___ EXTRAIT DU DOCUMENT
POÉSIES, Heinrich von Morungen Fiche de lecture
Heinrich von Morungen (mort en 1222) est sans nul doute, avec Walther von der Vogelweide, l'un des plus brillants représentants du Minnesang (littéralement chant d'amour dans la poésie courtoise médiévale allemande) même si ses contemporains lui préféraient le poète attitré de la cour de Vienne, Reinmar l'Ancien. Heinrich est originaire de Thuringe – le château de famille se situe près de Sangerhausen – et a vraisemblablement composé ses poèmes au tournant des xiie et xiiie siècles. Il vit ses dernières années dans le monastère de Saint-Thomas à Leipzig, auquel il lègue ses biens dès 1217.
Le Grand Chansonnier de Heidelberg, également appelé « Manuscrit des Manesse » ou « Manuscrit de Paris », contient la quasi-totalité des strophes de Heinrich. Ce manuscrit, composé à Zürich après 1300, comprend les œuvres de cent trente-neuf Minnesänger (poètes courtois) et cent trente-huit miniatures, censées représenter les poètes et leur blason.
______
___ DONNÉES FOURNIES
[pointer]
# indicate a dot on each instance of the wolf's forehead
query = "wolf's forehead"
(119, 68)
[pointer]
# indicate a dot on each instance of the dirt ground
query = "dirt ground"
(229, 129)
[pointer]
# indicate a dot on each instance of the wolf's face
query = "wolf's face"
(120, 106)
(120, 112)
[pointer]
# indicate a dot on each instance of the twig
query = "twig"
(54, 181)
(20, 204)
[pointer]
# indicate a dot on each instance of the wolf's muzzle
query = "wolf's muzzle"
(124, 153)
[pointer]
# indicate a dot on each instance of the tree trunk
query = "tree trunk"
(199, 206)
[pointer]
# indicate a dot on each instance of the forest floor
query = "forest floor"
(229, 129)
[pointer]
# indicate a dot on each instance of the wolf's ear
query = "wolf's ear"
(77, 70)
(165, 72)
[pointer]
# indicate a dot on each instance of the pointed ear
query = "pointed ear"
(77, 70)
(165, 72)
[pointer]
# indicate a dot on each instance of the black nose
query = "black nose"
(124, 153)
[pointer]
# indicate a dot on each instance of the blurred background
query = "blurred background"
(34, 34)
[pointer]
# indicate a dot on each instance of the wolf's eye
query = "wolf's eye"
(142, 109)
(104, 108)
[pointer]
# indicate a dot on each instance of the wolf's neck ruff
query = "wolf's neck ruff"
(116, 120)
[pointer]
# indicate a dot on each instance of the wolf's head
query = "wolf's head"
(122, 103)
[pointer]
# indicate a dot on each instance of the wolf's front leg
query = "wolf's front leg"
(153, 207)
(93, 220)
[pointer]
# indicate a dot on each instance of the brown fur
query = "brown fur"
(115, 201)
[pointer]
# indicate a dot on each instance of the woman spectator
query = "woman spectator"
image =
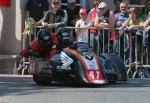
______
TRAVAIL DEMANDÉ >>
• A. Selon la fiche de lecture sur Heinrich von Morungen, dans quel monastère le poète a-t-il passé ses dernières années ?
• B. Restituez toutes les entrées sous forme de liste JSON de chaînes, à raison d'une chaîne par ligne, en omettant les lignes vides et sans reprendre les images.
La fiche de lecture et les entrées n'ont aucun lien entre elles.

CORRIGÉ COMPLET >>
• A. Dans le monastère de Saint-Thomas, à Leipzig.

• B.
[
  "[pointer]",
  "# indicate a dot on each instance of the wolf's forehead",
  "query = \"wolf's forehead\"",
  "(119, 68)",
  "[pointer]",
  "# indicate a dot on each instance of the dirt ground",
  "query = \"dirt ground\"",
  "(229, 129)",
  "[pointer]",
  "# indicate a dot on each instance of the wolf's face",
  "query = \"wolf's face\"",
  "(120, 106)",
  "(120, 112)",
  "[pointer]",
  "# indicate a dot on each instance of the twig",
  "query = \"twig\"",
  "(54, 181)",
  "(20, 204)",
  "[pointer]",
  "# indicate a dot on each instance of the wolf's muzzle",
  "query = \"wolf's muzzle\"",
  "(124, 153)",
  "[pointer]",
  "# indicate a dot on each instance of the tree trunk",
  "query = \"tree trunk\"",
  "(199, 206)",
  "[pointer]",
  "# indicate a dot on each instance of the forest floor",
  "query = \"forest floor\"",
  "(229, 129)",
  "[pointer]",
  "# indicate a dot on each instance of the wolf's ear",
  "query = \"wolf's ear\"",
  "(77, 70)",
  "(165, 72)",
  "[pointer]",
  "# indicate a dot on each instance of the pointed ear",
  "query = \"pointed ear\"",
  "(77, 70)",
  "(165, 72)",
  "[pointer]",
  "# indicate a dot on each instance of the black nose",
  "query = \"black nose\"",
  "(124, 153)",
  "[pointer]",
  "# indicate a dot on each instance of the blurred background",
  "query = \"blurred background\"",
  "(34, 34)",
  "[pointer]",
  "# indicate a dot on each instance of the wolf's eye",
  "query = \"wolf's eye\"",
  "(142, 109)",
  "(104, 108)",
  "[pointer]",
  "# indicate a dot on each instance of the wolf's neck ruff",
  "query = \"wolf's neck ruff\"",
  "(116, 120)",
  "[pointer]",
  "# indicate a dot on each instance of the wolf's head",
  "query = \"wolf's head\"",
  "(122, 103)",
  "[pointer]",
  "# indicate a dot on each instance of the wolf's front leg",
  "query = \"wolf's front leg\"",
  "(153, 207)",
  "(93, 220)",
  "[pointer]",
  "# indicate a dot on each instance of the brown fur",
  "query = \"brown fur\"",
  "(115, 201)",
  "[pointer]",
  "# indicate a dot on each instance of the woman spectator",
  "query = \"woman spectator\"",
  "image ="
]